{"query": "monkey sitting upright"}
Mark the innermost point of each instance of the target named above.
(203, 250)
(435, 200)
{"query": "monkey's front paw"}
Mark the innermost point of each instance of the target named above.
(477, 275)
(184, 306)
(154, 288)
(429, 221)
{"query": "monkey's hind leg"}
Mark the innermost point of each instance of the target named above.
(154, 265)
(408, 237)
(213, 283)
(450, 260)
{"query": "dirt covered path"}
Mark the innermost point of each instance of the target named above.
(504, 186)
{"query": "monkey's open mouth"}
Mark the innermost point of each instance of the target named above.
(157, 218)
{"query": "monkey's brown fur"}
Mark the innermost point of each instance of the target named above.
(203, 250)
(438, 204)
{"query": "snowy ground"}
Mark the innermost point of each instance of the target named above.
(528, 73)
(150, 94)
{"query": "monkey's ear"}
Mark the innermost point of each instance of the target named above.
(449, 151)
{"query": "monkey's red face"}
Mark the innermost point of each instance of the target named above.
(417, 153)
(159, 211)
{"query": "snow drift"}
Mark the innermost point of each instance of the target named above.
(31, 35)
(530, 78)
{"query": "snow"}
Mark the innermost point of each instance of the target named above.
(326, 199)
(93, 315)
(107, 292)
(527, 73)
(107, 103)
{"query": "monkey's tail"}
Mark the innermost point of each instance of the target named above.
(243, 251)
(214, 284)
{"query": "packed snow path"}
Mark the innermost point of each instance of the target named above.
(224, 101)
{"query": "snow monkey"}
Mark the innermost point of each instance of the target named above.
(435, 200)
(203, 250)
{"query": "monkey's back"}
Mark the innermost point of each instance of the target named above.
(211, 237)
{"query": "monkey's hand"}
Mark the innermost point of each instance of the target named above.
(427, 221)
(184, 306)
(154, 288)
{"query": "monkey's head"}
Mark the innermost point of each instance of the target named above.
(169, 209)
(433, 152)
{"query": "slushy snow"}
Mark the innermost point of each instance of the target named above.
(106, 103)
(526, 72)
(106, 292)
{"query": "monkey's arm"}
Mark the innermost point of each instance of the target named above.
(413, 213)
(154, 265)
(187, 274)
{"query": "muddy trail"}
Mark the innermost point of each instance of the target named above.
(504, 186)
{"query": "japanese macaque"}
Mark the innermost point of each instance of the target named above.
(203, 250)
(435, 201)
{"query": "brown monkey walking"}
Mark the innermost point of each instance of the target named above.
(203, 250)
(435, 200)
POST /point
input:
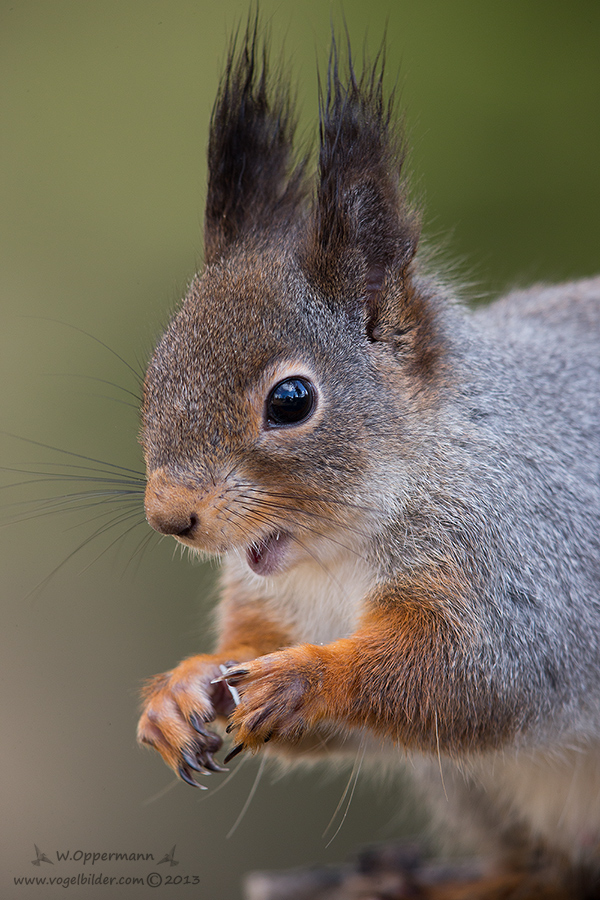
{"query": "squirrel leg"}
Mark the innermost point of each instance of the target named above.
(415, 671)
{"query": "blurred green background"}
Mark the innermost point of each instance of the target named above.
(104, 114)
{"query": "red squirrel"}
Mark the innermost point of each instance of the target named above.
(404, 493)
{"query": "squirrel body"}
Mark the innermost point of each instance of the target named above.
(405, 494)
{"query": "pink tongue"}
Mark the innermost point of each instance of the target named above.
(256, 555)
(264, 556)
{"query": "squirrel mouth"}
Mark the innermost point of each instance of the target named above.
(266, 555)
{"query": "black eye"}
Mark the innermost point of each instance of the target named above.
(291, 401)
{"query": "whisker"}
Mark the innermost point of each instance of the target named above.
(138, 375)
(100, 462)
(246, 805)
(119, 387)
(348, 791)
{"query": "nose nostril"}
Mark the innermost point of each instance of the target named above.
(190, 528)
(176, 525)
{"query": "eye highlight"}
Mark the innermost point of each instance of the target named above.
(290, 402)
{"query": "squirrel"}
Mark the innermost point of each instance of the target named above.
(404, 493)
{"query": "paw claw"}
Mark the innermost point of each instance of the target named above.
(234, 676)
(185, 775)
(233, 753)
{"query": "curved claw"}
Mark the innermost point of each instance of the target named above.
(186, 776)
(211, 765)
(193, 761)
(233, 753)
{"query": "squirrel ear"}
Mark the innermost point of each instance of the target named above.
(363, 229)
(253, 181)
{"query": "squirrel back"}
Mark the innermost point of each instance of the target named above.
(404, 493)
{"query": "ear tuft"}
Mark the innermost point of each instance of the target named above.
(363, 222)
(254, 182)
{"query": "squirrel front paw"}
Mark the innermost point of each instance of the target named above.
(280, 698)
(178, 705)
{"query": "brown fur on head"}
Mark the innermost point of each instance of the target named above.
(326, 287)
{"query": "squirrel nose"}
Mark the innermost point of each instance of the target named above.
(170, 507)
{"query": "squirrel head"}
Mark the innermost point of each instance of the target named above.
(274, 401)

:::::

-- WHAT YOU SHOULD DO --
Copy out the whole listing exactly, and don't carry over any pictures.

-- CORRECT ANSWER --
{"query": "monkey sitting upright"}
Mark the innermost point of each instance of the target named above.
(203, 250)
(435, 200)
{"query": "monkey's front paw"}
Mark the innermost point of each instance of the target named above.
(477, 275)
(184, 306)
(154, 288)
(429, 221)
{"query": "monkey's hind leg"}
Mark the innermost point of each instance of the target named above.
(154, 265)
(408, 237)
(213, 283)
(450, 260)
{"query": "dirt covered path"}
Mark the innermost point of each instance of the target named above.
(504, 186)
{"query": "monkey's open mouth"}
Mark the innermost point of each instance of the target named above.
(157, 218)
{"query": "monkey's brown fur"}
Mark the innermost point of each instance of the target named above.
(203, 250)
(438, 204)
{"query": "snowy ground"}
Mark the innermost point of each instance of the target named above.
(528, 73)
(150, 94)
{"query": "monkey's ear"}
Mark the innermost point of each instance of the target named above.
(449, 151)
{"query": "monkey's red face"}
Mark the innermost point of each instance of the target named above.
(417, 153)
(159, 211)
{"query": "snow drift"}
Mark the innermost point of each instance of the target named above.
(31, 35)
(530, 78)
{"query": "snow"}
Mark the innermost point of each instance of the target named above.
(326, 199)
(93, 315)
(107, 292)
(527, 73)
(107, 103)
{"query": "monkey's tail"}
Mark the innermost point of each instance of the target named above.
(243, 251)
(214, 284)
{"query": "packed snow path"}
Mark the innermost point of each instance of the target named above.
(224, 101)
{"query": "snow monkey"}
Mark the innermost point of each instance of the target named above.
(435, 200)
(203, 250)
{"query": "monkey's back"}
Mark the innermost point of each instance of the target named above.
(211, 237)
{"query": "monkey's hand"}
Mark the innermost point of each instance of the target named above.
(427, 221)
(184, 306)
(154, 288)
{"query": "monkey's head"}
Mark the innermost point of each instance of the target named above.
(169, 209)
(433, 152)
{"query": "slushy snow"}
Mark the innermost point of each instance of the target named above.
(106, 103)
(526, 72)
(106, 292)
{"query": "monkey's arm"}
Mark the innermost point of each instance of the target named above.
(413, 213)
(154, 265)
(187, 274)
{"query": "muddy trail"}
Mark the innermost point of each instance of the target named above.
(504, 186)
{"query": "japanese macaque"}
Mark the innermost point of each instance of the target named above.
(203, 250)
(435, 201)
{"query": "brown monkey walking"}
Mark the innermost point of each instance of the target named above.
(203, 250)
(435, 200)
POST /point
input:
{"query": "squirrel leg"}
Mark the innermost point of each instance of the target named above.
(415, 671)
{"query": "blurred green background"}
Mark the innermost point of each instance of the target named above.
(104, 114)
{"query": "red squirrel"}
Mark the innermost point of each instance of the target named above.
(404, 493)
{"query": "squirrel body"}
Mark the innermost point of each instance of the target named above.
(405, 494)
{"query": "pink tongue"}
Mark the innermost point of each instance of the target named above.
(256, 555)
(264, 556)
{"query": "squirrel mouth"}
Mark the innermost point of each instance of the target named above.
(266, 555)
{"query": "black eye"}
Mark the innermost point of each instance of the target named above.
(291, 401)
{"query": "whisker"}
Mark the innermost point of each instance of the target named above.
(138, 375)
(100, 462)
(246, 805)
(119, 387)
(348, 791)
{"query": "nose nostril"}
Mark the innermost point of each instance of the target named above.
(190, 528)
(176, 525)
{"query": "eye highlight"}
Mark the innermost point of each instance of the target named above.
(290, 402)
{"query": "squirrel"}
Mark the innermost point of each instance of the target named above.
(404, 493)
{"query": "paw claw"}
Mark the innermost point of each instance of the target named above.
(234, 676)
(185, 775)
(233, 753)
{"query": "curved claw"}
Mark the innermost point of each instance of the target named above.
(186, 776)
(211, 765)
(193, 761)
(233, 753)
{"query": "squirrel ear"}
Mark the innermost point of each instance of the target named above.
(363, 229)
(253, 181)
{"query": "squirrel back"}
Mark the innermost point of each instance of the target named above.
(404, 493)
{"query": "ear tuft"}
Mark the innermost point of each instance of the target named above.
(363, 222)
(254, 182)
{"query": "squirrel front paw"}
Mark the innermost point of each instance of the target named above.
(280, 698)
(178, 705)
{"query": "brown fur on head"}
Mark the innermost point of each instance of the target named above.
(326, 287)
{"query": "squirrel nose"}
Mark the innermost point of each instance of the target named above.
(170, 507)
{"query": "squirrel head"}
Mark the innermost point of each instance of the target named above.
(274, 401)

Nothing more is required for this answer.